■ Stated goal ■
Please answer these questions from the passage below on the joint high commission:
(a) Who was chosen chairman of the commission?
(b) In which city did the commission sit from November until the 20th February, 1899?
(c) Who replaced Mr Dingley after his death in January?

■ Reading passage ■
In 1897 the Canadian government succeeded in obtaining the consent of the governments of Great Britain and the United States to the appointment of a joint high commission to settle various questions in dispute between Canada and the United States. Canada was represented on this commission by Sir Wilfrid Laurier, Sir Richard Cartwright, Sir Louis Davies, and Mr John Charlton, M.P.; Newfoundland by Sir James Winter; the United States by Messieurs C. W. Fairbanks, George Gray, J. W. Foster, Nelson Dingley Jr., J. A. Kasson, and T. Jefferson Coolidge. The eminent jurist, Baron Herschell, who had been lord chancellor in the last Gladstone ministry, was chosen chairman of this commission, which met in the historic city of Quebec on several occasions from the 23rd August until the 10th October, 1898, and subsequently

at Washington from November until the 20th February, 1899, when it adjourned. Mr Dingley died in January and was replaced by Mr Payne, and Lord Herschell also unhappily succumbed to the effects of an accident soon after the close of the sittings of the commission. In an eulogy of this eminent man in the Canadian house of commons, the Canadian prime minister stated that during the sittings of the commission "he fought for Canada not only with enthusiasm, but with conviction and devotion." England happily in these modern times has felt the necessity of giving to the consideration of Canadian interests the services of her most astute and learned statesmen and diplomatists.

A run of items
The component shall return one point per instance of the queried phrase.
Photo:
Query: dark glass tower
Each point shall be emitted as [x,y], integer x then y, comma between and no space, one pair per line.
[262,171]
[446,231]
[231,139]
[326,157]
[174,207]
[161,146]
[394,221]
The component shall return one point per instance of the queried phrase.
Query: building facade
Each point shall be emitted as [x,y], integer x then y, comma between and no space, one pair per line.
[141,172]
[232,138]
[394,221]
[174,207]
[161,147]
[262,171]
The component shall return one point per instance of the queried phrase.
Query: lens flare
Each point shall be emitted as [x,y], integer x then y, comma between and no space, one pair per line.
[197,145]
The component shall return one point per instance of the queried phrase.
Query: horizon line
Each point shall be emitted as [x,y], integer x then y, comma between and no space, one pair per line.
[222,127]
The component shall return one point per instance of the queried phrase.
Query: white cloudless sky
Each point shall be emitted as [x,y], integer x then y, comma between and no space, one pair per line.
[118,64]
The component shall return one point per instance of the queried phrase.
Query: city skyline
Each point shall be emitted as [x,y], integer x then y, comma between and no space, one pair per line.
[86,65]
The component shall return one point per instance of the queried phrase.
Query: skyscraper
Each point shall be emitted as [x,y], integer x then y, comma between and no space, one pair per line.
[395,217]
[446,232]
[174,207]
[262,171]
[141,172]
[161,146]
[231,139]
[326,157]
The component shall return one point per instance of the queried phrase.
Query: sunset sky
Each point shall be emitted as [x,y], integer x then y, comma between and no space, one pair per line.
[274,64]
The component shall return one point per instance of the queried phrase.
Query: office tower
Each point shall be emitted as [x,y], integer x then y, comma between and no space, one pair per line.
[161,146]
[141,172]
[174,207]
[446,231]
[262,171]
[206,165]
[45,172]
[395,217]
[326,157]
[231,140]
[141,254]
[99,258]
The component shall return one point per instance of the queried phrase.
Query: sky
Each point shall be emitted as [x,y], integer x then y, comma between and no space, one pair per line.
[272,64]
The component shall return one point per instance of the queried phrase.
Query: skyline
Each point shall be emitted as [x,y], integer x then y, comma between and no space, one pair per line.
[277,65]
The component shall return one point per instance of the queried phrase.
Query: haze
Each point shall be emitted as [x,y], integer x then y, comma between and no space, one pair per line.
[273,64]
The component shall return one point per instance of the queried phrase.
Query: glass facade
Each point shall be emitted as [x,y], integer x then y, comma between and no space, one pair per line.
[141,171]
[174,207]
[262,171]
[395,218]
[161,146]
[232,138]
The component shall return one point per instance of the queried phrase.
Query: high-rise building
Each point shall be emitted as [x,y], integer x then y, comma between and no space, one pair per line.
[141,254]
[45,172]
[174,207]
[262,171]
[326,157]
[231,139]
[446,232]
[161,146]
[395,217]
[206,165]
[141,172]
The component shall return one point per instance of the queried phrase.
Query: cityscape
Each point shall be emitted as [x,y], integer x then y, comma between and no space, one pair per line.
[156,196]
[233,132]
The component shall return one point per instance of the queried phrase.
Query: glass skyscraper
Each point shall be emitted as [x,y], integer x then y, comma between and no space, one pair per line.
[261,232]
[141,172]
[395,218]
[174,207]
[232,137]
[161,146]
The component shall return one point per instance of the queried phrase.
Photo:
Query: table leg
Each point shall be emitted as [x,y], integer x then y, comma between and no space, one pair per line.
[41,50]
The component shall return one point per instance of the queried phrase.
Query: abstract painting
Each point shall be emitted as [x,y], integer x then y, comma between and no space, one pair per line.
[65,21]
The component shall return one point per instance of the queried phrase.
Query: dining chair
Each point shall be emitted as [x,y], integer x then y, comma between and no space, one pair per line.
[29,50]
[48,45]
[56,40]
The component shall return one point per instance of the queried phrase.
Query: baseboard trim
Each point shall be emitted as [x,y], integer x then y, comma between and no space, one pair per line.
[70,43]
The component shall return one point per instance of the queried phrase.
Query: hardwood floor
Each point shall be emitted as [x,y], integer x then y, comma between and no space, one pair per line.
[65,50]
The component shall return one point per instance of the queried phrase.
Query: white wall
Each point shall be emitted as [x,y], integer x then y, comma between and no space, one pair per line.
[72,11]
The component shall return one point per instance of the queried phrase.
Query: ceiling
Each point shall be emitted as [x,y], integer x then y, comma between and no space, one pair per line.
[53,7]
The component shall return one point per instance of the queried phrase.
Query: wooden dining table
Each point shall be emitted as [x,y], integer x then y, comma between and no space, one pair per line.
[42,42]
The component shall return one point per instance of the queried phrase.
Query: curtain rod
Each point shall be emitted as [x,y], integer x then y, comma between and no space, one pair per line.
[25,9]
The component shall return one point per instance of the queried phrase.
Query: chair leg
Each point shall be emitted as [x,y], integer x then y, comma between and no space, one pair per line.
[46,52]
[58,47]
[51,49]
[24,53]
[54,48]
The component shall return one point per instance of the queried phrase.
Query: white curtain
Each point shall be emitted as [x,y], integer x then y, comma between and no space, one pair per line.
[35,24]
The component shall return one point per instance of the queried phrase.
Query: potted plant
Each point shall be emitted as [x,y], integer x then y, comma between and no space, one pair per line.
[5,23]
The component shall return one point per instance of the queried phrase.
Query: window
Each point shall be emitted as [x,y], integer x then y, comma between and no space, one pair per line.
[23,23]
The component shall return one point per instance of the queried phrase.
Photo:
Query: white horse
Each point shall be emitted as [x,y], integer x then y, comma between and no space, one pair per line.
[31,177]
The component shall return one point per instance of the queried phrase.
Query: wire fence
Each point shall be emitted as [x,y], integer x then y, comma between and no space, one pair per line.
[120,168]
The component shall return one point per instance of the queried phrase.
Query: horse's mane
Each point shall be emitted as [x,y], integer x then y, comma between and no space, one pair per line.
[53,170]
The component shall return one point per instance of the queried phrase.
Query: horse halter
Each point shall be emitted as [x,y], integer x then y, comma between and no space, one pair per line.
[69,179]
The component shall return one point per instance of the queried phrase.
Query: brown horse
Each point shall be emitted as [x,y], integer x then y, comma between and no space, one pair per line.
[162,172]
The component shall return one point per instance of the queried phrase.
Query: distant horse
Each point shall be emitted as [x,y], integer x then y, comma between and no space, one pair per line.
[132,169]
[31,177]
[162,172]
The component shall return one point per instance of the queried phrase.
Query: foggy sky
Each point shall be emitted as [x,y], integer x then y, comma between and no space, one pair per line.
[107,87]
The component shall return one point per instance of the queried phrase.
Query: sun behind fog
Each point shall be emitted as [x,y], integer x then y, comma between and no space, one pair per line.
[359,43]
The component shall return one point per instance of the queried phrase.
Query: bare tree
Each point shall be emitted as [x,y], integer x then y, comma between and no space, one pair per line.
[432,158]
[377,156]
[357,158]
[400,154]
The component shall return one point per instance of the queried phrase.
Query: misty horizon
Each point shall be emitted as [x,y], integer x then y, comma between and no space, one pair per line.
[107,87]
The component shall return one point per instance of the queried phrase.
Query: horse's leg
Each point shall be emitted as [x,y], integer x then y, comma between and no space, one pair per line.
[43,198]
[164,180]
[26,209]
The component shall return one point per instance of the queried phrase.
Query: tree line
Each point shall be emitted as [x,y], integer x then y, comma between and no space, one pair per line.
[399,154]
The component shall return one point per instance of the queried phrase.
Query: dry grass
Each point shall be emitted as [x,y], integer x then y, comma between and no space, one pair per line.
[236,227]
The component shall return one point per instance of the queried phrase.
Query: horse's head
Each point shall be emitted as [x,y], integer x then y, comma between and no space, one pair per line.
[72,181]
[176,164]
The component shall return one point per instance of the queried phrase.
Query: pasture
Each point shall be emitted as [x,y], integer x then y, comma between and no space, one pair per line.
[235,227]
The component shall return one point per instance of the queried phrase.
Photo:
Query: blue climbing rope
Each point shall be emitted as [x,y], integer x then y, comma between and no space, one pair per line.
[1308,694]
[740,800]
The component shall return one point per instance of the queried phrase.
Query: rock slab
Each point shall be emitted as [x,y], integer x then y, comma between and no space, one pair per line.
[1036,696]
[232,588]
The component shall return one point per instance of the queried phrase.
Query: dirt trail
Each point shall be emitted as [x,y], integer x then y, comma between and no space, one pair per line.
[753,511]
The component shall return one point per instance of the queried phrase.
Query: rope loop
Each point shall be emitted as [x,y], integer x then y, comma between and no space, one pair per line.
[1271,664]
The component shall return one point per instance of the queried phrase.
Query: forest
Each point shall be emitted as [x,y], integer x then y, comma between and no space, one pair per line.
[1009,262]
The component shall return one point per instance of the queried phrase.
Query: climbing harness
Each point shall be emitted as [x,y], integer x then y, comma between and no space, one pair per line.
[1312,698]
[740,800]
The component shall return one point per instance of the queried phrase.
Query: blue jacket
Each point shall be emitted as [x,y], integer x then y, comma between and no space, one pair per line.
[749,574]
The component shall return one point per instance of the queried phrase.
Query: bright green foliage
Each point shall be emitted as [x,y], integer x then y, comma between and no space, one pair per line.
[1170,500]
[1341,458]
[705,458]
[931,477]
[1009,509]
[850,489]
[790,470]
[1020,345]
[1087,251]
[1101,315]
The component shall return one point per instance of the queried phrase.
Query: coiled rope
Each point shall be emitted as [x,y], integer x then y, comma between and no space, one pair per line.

■ Task answer ■
(a) Baron Herschell
(b) Washington
(c) Mr Payne